**Your instructions:** Set out exactly, line by line, the stretch of data below that begins at the line containing "find compass needle" and ends at the line containing "find distant mountain", with both ends kept.

=== Entries shown ===

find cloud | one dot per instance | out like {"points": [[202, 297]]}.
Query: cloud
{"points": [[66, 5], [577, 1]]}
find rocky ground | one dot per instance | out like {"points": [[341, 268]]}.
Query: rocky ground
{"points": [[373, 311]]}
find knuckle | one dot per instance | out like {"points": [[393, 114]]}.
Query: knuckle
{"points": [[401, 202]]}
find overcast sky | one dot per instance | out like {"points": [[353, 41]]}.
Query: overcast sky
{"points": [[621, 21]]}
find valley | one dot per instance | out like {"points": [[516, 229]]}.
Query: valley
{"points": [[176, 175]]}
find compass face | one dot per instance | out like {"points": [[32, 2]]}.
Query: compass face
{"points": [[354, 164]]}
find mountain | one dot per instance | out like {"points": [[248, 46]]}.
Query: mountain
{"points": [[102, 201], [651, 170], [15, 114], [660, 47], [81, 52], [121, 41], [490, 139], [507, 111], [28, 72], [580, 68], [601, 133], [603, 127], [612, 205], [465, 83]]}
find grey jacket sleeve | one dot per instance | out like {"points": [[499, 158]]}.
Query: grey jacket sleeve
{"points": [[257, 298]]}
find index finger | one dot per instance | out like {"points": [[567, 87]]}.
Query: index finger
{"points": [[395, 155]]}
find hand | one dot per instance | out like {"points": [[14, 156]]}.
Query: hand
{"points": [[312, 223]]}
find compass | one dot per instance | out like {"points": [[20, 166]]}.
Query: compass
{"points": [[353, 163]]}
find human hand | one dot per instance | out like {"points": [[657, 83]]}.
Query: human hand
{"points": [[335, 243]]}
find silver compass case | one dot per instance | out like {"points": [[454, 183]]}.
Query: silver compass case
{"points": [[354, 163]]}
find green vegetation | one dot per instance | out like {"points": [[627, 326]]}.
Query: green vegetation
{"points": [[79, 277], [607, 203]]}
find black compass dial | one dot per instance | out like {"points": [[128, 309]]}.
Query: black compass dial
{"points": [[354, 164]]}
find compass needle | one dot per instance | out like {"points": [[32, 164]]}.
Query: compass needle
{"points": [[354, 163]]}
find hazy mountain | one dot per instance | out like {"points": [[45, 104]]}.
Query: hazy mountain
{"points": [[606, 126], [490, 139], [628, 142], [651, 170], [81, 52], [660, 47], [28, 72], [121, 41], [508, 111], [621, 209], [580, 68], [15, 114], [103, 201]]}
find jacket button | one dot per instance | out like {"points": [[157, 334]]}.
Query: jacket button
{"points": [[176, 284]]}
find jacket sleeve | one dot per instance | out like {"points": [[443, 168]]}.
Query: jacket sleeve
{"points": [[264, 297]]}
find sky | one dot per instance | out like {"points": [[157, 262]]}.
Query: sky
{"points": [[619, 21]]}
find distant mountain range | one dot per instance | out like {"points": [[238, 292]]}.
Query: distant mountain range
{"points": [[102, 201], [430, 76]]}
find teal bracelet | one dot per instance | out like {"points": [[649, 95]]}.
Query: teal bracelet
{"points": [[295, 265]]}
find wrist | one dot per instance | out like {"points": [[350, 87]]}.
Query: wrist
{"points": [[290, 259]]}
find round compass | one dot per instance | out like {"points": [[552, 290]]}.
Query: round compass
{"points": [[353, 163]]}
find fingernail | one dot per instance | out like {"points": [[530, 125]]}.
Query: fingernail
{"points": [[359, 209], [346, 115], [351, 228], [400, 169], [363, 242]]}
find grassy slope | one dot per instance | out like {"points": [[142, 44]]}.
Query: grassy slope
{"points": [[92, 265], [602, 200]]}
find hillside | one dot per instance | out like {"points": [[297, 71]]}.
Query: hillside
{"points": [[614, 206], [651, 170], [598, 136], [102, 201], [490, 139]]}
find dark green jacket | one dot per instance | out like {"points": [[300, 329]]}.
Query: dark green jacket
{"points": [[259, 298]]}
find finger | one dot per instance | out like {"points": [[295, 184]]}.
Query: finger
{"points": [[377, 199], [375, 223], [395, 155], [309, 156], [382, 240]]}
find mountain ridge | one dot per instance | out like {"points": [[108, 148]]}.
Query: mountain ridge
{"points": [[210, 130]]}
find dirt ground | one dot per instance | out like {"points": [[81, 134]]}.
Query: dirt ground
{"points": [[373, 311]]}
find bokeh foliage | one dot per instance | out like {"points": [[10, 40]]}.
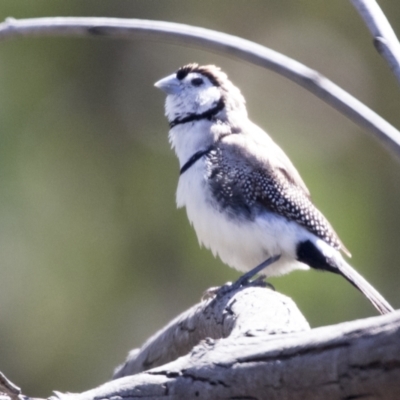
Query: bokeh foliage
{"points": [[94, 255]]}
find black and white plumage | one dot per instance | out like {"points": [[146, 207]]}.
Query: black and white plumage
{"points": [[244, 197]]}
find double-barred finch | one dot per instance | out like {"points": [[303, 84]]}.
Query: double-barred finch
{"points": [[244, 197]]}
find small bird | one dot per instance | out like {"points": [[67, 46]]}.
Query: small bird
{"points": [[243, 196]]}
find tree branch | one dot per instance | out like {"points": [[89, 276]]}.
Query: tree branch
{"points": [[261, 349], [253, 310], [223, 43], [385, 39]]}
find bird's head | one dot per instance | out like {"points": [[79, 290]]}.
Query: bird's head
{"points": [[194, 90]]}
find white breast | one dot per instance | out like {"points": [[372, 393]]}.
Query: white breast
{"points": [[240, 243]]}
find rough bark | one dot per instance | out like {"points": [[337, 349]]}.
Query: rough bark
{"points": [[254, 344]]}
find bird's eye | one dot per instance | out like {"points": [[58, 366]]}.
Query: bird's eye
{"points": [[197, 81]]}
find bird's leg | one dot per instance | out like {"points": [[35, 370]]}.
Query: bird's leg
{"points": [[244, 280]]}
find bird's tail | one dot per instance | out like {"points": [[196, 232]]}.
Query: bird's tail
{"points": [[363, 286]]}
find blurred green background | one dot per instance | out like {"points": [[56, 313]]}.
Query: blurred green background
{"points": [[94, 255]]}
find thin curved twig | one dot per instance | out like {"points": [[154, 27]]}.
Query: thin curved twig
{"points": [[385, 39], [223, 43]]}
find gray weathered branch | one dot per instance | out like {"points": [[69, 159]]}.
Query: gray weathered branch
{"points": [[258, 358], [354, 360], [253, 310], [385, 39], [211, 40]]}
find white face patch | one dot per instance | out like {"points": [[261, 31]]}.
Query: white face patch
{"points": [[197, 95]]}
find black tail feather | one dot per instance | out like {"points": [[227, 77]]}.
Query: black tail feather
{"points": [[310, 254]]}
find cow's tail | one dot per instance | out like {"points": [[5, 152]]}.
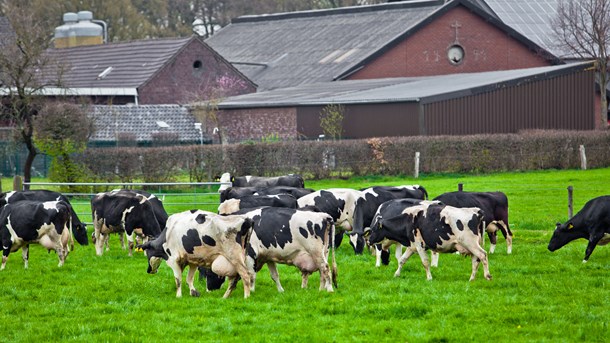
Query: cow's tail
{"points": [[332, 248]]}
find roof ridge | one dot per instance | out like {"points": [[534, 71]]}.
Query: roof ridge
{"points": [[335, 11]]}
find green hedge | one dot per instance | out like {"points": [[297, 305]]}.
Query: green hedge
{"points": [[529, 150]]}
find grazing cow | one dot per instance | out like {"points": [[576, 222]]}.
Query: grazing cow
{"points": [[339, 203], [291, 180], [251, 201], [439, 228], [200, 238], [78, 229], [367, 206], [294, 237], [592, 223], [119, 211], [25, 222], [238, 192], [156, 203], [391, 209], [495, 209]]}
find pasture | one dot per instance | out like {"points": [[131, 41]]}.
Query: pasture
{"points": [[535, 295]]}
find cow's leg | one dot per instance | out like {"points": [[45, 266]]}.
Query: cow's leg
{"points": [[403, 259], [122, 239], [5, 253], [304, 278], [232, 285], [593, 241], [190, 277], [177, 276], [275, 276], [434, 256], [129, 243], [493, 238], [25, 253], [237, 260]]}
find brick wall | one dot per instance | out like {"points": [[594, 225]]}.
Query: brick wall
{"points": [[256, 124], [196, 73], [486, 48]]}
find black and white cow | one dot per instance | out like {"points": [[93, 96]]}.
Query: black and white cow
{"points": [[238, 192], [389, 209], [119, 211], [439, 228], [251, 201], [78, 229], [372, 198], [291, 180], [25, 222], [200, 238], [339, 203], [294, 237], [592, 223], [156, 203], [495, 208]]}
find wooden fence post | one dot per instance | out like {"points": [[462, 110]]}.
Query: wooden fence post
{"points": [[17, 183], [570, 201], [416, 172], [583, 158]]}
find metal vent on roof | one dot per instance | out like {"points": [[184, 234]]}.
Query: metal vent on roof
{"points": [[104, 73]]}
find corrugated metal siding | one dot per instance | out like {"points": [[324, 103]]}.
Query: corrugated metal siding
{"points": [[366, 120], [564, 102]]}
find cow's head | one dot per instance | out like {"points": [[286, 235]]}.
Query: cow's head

===

**Finished exercise:**
find compass needle | one dot per instance | out like {"points": [[32, 164]]}.
Query: compass needle
{"points": [[354, 163]]}
find hazy mountain | one dot per instance | out like {"points": [[45, 104]]}.
Query: hazy mountain
{"points": [[606, 126], [490, 139], [628, 142], [651, 170], [81, 52], [660, 47], [28, 72], [121, 41], [508, 111], [621, 209], [580, 68], [15, 114], [103, 201]]}
find jacket button | one dot per instance | out like {"points": [[157, 334]]}.
Query: jacket button
{"points": [[176, 284]]}
find jacket sleeve | one dot per instance | out like {"points": [[443, 168]]}.
Query: jacket sleeve
{"points": [[264, 297]]}
find sky | one dot per instance | out like {"points": [[157, 262]]}.
Query: sky
{"points": [[619, 21]]}
find distant mountain range | one dot per instance | out like {"points": [[238, 292]]}.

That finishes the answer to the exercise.